What to work on ::
A. Give, in order, each space-separated piece of the compile command in the Polaris examples page below.
B. Extend the Polaris examples page below past its final sentence.

Example Programs and Makefiles for Polaris¶

Several simple examples of building CPU and GPU-enabled codes on Polaris are available in the ALCF GettingStarted repo for several programming models. If building your application is problematic for some reason (e.g., absence of a GPU), then users are encouraged to build and test applications directly on one of the Polaris compute nodes via an interactive job. The discussion below makes use of the NVHPC compilers in the default environment as illustrative examples. Similar examples for other compilers on Polaris are available in the ALCF GettingStarted repo.

CPU MPI+OpenMP Example¶

One of the first useful tasks with any new machine, scheduler, and job launcher is to ensure one is binding MPI ranks and OpenMP threads to the host CPU as intended. A simple HelloWorld MPI+OpenMP example is available here to get started with.

The application can be straightforwardly compiled using the Cray compiler wrappers.

CC -fopenmp main.cpp -o hello_affinity

The executable hello_affinity can then be launched in a job script (or directly in the shell of an interactive job) using mpiexec as discussed here.

Raw data ::
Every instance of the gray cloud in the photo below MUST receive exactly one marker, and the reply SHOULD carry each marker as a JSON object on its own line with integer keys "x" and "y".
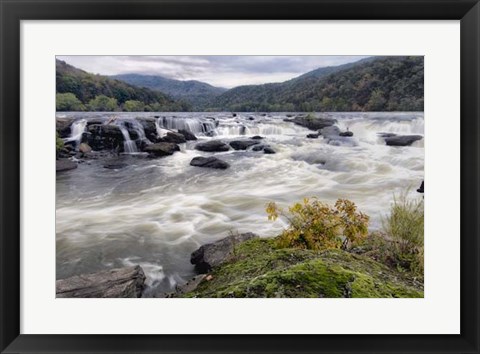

Outputs by task ::
A.
CC
-fopenmp
main.cpp
-o
hello_affinity

B.
#!/bin/sh
#PBS -l select=1:system=polaris
#PBS -l place=scatter
#PBS -l walltime=0:30:00
#PBS -l filesystems=home

# MPI example w/ 16 MPI ranks per node spread evenly across cores
NNODES=`wc -l < $PBS_NODEFILE`
NRANKS_PER_NODE=16
NDEPTH=4
NTHREADS=1

NTOTRANKS=$(( NNODES * NRANKS_PER_NODE ))
echo "NUM_OF_NODES= ${NNODES} TOTAL_NUM_RANKS= ${NTOTRANKS} RANKS_PER_NODE= ${NRANKS_PER_NODE} THREADS_PER_RANK= ${NTHREADS}"

mpiexec -n ${NTOTRANKS} --ppn ${NRANKS_PER_NODE} --depth=${NDEPTH} --cpu-bind depth ./hello_affinity

CUDA¶

Several variants of C/C++ and Fortran CUDA examples are available here that include MPI and multi-GPU examples.

One can use the Cray compiler wrappers to compile GPU-enabled applications as well. This example of simple vector addition uses the NVIDIA compilers.

CC -g -O3 -std=c++0x -cuda main.cpp -o vecadd

The craype-accel-nvidia80 module in the default environment will add the -gpu compiler flag for nvhpc compilers along with appropriate include directories and libraries. It is left to the user to provide an additional flag to the nvhpc compilers to select the target GPU programming model. In this case, -cuda is used to indicate compilation of CUDA code. The application can then be launched within a batch job submission script or as follows on one of the compute nodes.

$ ./vecadd 
# of devices= 4
  [0] Platform[ Nvidia ] Type[ GPU ] Device[ NVIDIA A100-SXM4-40GB ]
  [1] Platform[ Nvidia ] Type[ GPU ] Device[ NVIDIA A100-SXM4-40GB ]
  [2] Platform[ Nvidia ] Type[ GPU ] Device[ NVIDIA A100-SXM4-40GB ]
  [3] Platform[ Nvidia ] Type[ GPU ] Device[ NVIDIA A100-SXM4-40GB ]
Running on GPU 0!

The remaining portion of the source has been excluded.